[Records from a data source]
[BEGIN]

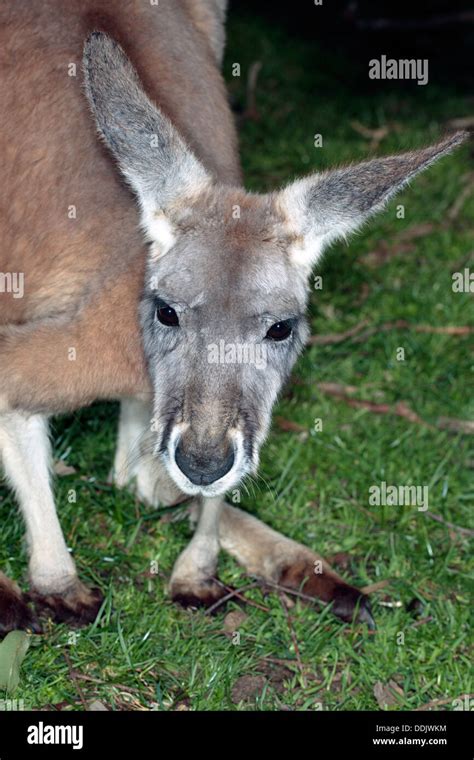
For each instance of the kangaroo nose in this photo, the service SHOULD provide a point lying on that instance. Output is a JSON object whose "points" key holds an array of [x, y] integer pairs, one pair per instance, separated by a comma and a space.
{"points": [[200, 471]]}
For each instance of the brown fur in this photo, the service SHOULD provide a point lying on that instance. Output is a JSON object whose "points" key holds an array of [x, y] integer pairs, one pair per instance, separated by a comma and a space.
{"points": [[83, 275], [14, 610]]}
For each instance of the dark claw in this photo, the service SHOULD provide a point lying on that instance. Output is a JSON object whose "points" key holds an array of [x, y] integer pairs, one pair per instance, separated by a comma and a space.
{"points": [[348, 601]]}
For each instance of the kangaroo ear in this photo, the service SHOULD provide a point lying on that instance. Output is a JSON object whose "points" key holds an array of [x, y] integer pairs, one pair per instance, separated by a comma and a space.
{"points": [[150, 153], [324, 207]]}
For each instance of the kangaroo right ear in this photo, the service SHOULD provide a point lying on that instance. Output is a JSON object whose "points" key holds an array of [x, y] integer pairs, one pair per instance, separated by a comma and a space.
{"points": [[150, 153], [323, 207]]}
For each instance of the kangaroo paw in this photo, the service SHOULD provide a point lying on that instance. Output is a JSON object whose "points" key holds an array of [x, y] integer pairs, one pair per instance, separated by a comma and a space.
{"points": [[77, 606], [15, 612]]}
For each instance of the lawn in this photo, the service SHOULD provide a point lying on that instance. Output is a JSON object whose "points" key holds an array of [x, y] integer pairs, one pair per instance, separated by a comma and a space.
{"points": [[323, 455]]}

[END]

Convert all the records above into a Markdown table with the columns No. and Line, giving each line its own numbered row and skipping blank lines. Leave the pictures out of the table.

| No. | Line |
|---|---|
| 1 | For each instance of the kangaroo nose in this photo, the service SHOULD provide a point lying on that instance. Output is a JSON object whose "points" key holds an array of [x, y] integer pairs, one pair per instance, separated by a comma and a space. |
| 2 | {"points": [[200, 471]]} |
| 3 | For each instance of the brown fur in this photo, the service SHOULD provide a point lying on that instance. Output is a JSON object whose "points" key holds an array of [x, y] integer pairs, one pair per instance, separated by a comma and a space. |
| 4 | {"points": [[83, 275], [14, 610]]} |
| 5 | For each instance of the dark claw in this photo, the service SHOULD provide a point lying on that instance. Output is a JSON object whose "points" key holds an array of [x, y] integer pairs, one pair per instance, separated by a comma and a space. |
| 6 | {"points": [[348, 601]]} |
| 7 | For each instance of the kangaroo ear in this photo, the service SHOULD provide a point lying on that instance. Output is a JSON object whose "points" key holds an array of [x, y] integer pairs, one pair per instance, separated by a comma and a space. |
| 8 | {"points": [[150, 153], [324, 207]]} |
| 9 | For each instance of the kangaroo right ear in this photo, the service SHOULD provide a point lying on that instance. Output is a JSON object whose "points" key holds an array of [x, y] integer pairs, one pair per instance, separated by a comma and a space. |
| 10 | {"points": [[150, 153], [323, 207]]} |
| 11 | For each instance of the kangaroo paw in this photo, the service SHOULD provide a point lying on that instance. Output is a JSON object whose "points" key holds an array of [x, y] integer pairs, one pair per instance, separated by a comma and a space. |
| 12 | {"points": [[77, 606], [15, 612]]} |
| 13 | For each instance of the lawn in this photo, the service SHOULD provide a point lying on that instance. Output is a JSON object whose "points" key holds an array of [x, y] integer pairs, one pair per instance, separated by a comma and a space. |
| 14 | {"points": [[323, 455]]} |